--- DATA FOR REVIEW Enclosed Below ---

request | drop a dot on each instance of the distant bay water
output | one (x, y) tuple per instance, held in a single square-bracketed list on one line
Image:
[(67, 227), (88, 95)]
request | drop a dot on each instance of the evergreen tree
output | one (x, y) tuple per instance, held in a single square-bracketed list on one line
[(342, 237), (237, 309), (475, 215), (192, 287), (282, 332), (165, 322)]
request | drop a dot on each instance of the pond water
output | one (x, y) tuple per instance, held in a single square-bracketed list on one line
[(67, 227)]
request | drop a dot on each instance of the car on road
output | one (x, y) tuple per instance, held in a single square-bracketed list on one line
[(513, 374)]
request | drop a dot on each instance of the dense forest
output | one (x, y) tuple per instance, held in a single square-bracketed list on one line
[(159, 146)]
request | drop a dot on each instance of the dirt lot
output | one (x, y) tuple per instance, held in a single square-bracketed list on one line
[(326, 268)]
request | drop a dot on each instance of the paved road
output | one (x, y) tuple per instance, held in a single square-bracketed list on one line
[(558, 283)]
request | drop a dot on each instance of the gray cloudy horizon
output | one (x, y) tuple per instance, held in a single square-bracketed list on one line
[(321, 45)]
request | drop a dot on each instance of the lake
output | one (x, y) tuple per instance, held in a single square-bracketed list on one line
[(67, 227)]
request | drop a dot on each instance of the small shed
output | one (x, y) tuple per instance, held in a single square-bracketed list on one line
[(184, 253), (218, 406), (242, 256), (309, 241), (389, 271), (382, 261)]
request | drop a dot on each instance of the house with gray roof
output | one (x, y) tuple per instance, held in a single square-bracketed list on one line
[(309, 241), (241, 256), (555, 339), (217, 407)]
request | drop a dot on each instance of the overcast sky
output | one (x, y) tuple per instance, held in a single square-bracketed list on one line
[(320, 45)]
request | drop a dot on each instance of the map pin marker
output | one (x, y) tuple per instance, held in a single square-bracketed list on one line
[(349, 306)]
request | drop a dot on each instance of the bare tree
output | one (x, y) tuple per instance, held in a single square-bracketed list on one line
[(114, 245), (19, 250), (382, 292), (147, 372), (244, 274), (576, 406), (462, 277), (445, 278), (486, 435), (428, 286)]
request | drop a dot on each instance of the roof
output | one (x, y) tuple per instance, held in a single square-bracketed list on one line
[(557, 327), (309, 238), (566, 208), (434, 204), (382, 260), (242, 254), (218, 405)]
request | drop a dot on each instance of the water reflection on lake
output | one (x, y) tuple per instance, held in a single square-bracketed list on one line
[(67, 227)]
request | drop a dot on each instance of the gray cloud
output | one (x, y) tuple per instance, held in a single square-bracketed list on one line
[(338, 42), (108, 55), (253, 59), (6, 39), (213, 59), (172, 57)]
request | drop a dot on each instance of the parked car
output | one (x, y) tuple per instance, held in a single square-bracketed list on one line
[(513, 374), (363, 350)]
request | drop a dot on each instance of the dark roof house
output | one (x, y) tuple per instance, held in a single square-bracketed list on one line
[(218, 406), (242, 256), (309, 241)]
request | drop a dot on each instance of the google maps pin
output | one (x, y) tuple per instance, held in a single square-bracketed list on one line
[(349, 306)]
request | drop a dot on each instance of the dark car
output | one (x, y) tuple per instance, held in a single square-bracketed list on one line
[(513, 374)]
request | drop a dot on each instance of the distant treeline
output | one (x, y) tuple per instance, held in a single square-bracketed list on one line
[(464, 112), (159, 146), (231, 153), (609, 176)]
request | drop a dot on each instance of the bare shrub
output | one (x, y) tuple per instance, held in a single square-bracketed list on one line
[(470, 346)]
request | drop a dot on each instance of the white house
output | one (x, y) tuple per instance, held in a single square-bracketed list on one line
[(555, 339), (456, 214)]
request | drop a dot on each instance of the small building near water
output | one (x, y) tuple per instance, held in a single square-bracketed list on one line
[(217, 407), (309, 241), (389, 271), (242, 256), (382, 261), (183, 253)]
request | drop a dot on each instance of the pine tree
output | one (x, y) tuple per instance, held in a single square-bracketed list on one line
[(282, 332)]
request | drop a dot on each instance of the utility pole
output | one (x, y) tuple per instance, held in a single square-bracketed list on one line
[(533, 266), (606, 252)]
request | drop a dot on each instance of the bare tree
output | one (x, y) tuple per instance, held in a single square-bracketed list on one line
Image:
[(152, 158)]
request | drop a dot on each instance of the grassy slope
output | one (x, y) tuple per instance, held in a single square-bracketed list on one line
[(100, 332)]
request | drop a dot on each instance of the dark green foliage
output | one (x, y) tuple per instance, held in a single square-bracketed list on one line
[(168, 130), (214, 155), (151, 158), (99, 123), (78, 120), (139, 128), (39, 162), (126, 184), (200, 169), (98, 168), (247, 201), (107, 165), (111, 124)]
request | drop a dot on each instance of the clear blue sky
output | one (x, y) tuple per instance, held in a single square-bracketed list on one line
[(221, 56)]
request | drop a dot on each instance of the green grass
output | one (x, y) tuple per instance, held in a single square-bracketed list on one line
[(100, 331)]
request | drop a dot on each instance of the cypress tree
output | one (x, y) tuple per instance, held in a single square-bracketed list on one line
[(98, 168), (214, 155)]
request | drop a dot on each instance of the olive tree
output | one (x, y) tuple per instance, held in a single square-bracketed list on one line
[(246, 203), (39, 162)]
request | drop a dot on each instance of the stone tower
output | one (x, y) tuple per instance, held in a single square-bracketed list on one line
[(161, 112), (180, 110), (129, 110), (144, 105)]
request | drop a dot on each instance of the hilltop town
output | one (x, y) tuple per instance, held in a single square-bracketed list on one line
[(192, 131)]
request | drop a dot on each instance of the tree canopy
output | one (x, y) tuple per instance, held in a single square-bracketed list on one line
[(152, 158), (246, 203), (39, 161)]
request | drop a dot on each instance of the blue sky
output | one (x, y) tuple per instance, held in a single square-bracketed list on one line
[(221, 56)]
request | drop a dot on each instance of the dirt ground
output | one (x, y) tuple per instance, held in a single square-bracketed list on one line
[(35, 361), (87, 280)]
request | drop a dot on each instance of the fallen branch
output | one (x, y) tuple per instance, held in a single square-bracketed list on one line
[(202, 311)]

--- End of Enclosed DATA FOR REVIEW ---

**TASK TO COMPLETE**
Above are some records; copy each line there that contains "gray".

**TASK RESULT**
request | drop a dot on each instance of the gray cloudy horizon
request | drop a dot on each instance of the house with gray roof
request | drop a dot on each instance of the gray cloud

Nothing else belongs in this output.